- _ROWS_:

▼▼▼

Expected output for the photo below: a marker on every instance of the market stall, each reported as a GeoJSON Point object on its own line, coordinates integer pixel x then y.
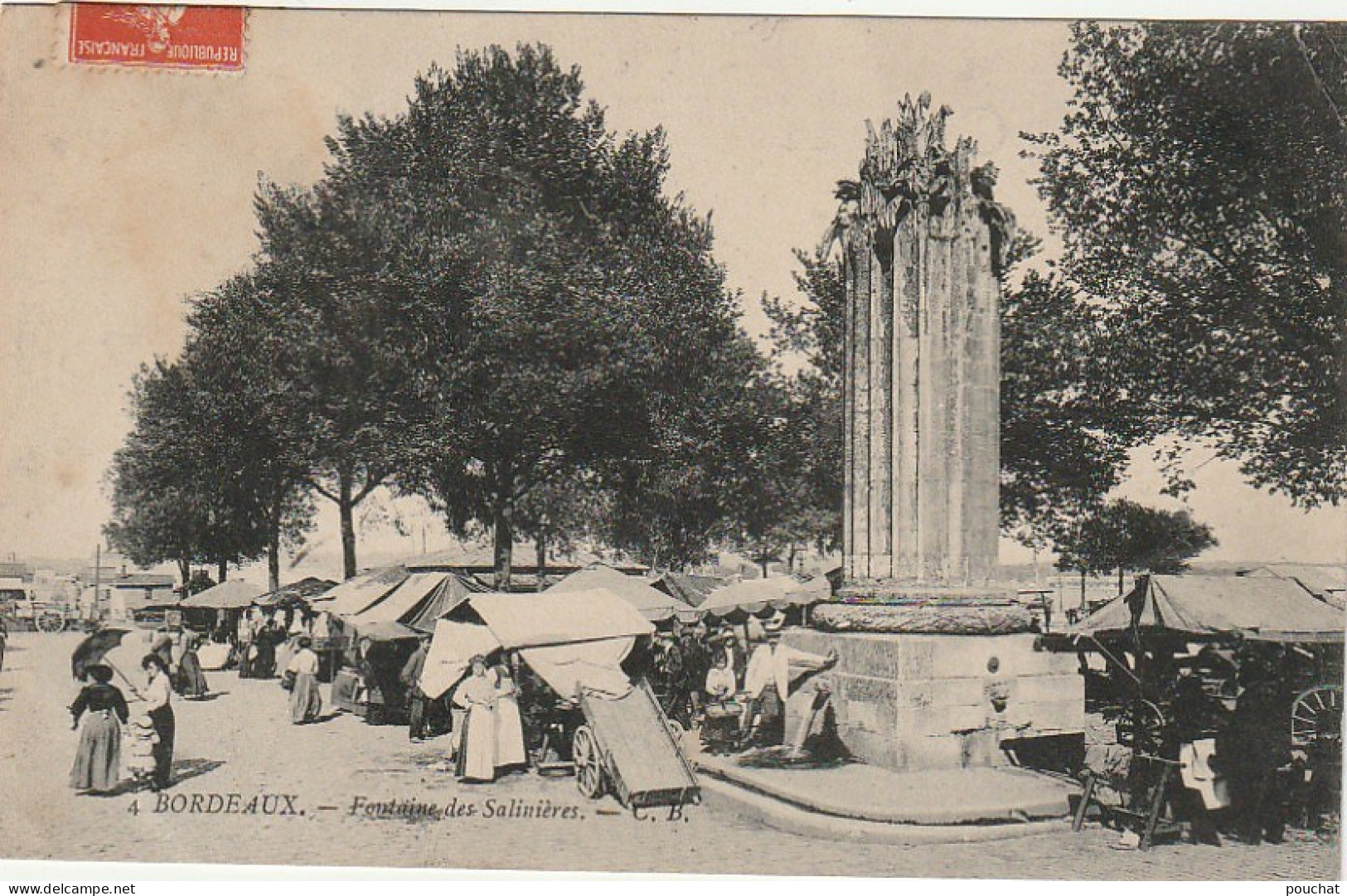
{"type": "Point", "coordinates": [575, 642]}
{"type": "Point", "coordinates": [1189, 656]}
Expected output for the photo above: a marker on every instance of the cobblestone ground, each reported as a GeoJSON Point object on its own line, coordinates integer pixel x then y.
{"type": "Point", "coordinates": [241, 743]}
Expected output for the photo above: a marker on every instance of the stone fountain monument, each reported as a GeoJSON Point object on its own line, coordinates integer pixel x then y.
{"type": "Point", "coordinates": [937, 661]}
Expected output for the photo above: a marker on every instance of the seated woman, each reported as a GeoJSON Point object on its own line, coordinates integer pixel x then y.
{"type": "Point", "coordinates": [720, 680]}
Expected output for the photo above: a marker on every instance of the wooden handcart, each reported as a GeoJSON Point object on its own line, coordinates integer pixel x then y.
{"type": "Point", "coordinates": [629, 748]}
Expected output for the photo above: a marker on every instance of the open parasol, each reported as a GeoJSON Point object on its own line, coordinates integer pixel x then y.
{"type": "Point", "coordinates": [93, 651]}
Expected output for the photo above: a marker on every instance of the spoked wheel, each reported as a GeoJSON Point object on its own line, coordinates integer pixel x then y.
{"type": "Point", "coordinates": [589, 767]}
{"type": "Point", "coordinates": [1318, 714]}
{"type": "Point", "coordinates": [1141, 726]}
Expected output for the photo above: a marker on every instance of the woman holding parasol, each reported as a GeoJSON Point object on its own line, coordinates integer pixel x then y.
{"type": "Point", "coordinates": [103, 708]}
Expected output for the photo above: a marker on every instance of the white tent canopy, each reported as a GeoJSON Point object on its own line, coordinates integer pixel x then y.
{"type": "Point", "coordinates": [573, 640]}
{"type": "Point", "coordinates": [228, 596]}
{"type": "Point", "coordinates": [650, 603]}
{"type": "Point", "coordinates": [403, 600]}
{"type": "Point", "coordinates": [361, 592]}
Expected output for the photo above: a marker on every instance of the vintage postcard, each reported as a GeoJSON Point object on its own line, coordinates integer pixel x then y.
{"type": "Point", "coordinates": [799, 445]}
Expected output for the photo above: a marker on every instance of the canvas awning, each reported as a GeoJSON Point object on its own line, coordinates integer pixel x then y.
{"type": "Point", "coordinates": [760, 594]}
{"type": "Point", "coordinates": [402, 601]}
{"type": "Point", "coordinates": [230, 594]}
{"type": "Point", "coordinates": [360, 592]}
{"type": "Point", "coordinates": [647, 601]}
{"type": "Point", "coordinates": [571, 639]}
{"type": "Point", "coordinates": [303, 590]}
{"type": "Point", "coordinates": [452, 592]}
{"type": "Point", "coordinates": [1265, 609]}
{"type": "Point", "coordinates": [689, 589]}
{"type": "Point", "coordinates": [539, 620]}
{"type": "Point", "coordinates": [387, 632]}
{"type": "Point", "coordinates": [452, 647]}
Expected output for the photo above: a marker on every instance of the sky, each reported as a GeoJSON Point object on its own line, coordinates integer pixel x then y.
{"type": "Point", "coordinates": [124, 191]}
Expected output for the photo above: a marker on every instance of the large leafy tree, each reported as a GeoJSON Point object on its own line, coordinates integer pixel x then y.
{"type": "Point", "coordinates": [341, 348]}
{"type": "Point", "coordinates": [556, 312]}
{"type": "Point", "coordinates": [1127, 536]}
{"type": "Point", "coordinates": [1199, 182]}
{"type": "Point", "coordinates": [177, 491]}
{"type": "Point", "coordinates": [237, 338]}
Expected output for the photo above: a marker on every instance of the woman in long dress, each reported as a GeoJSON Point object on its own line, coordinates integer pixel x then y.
{"type": "Point", "coordinates": [510, 726]}
{"type": "Point", "coordinates": [477, 743]}
{"type": "Point", "coordinates": [157, 697]}
{"type": "Point", "coordinates": [305, 700]}
{"type": "Point", "coordinates": [191, 680]}
{"type": "Point", "coordinates": [104, 710]}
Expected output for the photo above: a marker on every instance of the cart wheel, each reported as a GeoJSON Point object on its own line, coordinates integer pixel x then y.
{"type": "Point", "coordinates": [1318, 714]}
{"type": "Point", "coordinates": [589, 768]}
{"type": "Point", "coordinates": [1141, 726]}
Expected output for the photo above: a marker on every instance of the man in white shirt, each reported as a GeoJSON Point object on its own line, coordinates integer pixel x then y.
{"type": "Point", "coordinates": [768, 683]}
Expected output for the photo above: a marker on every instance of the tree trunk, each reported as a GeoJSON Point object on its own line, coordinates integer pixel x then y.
{"type": "Point", "coordinates": [274, 549]}
{"type": "Point", "coordinates": [504, 530]}
{"type": "Point", "coordinates": [348, 523]}
{"type": "Point", "coordinates": [540, 549]}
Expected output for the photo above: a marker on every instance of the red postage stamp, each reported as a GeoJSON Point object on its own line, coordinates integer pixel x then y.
{"type": "Point", "coordinates": [206, 38]}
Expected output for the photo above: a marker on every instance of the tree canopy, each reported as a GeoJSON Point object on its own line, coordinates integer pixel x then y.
{"type": "Point", "coordinates": [1199, 183]}
{"type": "Point", "coordinates": [1131, 538]}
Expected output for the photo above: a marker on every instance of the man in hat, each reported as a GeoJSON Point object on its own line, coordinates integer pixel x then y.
{"type": "Point", "coordinates": [768, 683]}
{"type": "Point", "coordinates": [415, 695]}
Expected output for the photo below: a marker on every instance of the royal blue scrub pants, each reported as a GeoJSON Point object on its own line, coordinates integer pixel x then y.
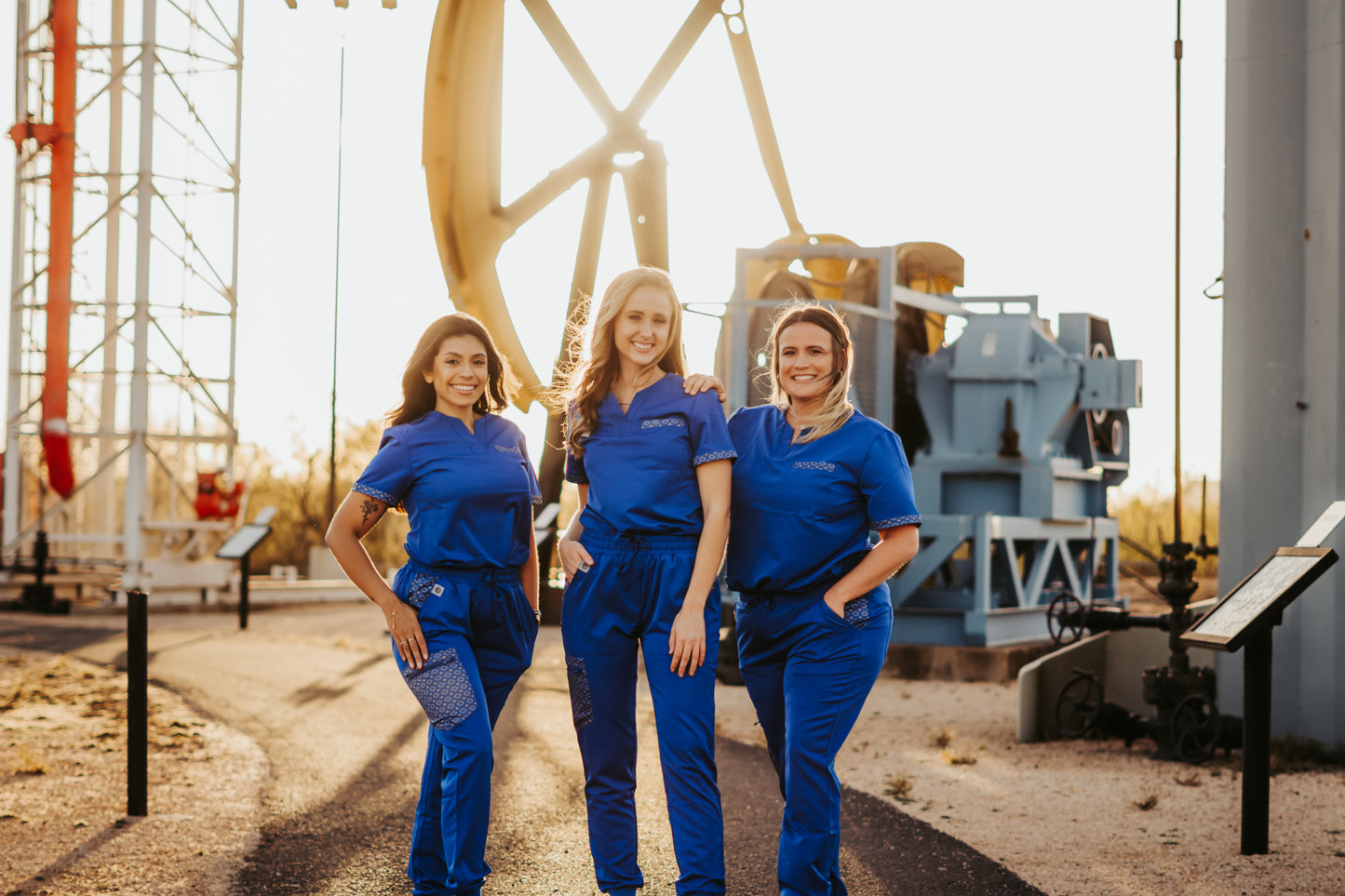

▲▲▲

- _DIRECTIVE_:
Extract every line above that contains the string "stall", treating uppercase and lowercase letters as distinct.

- _WRITTEN ANSWER_:
Expected output for the photo below: a marker on every instance of the market stall, each reported as a GeoJSON Point object on its own line, coordinates integer pixel x then y.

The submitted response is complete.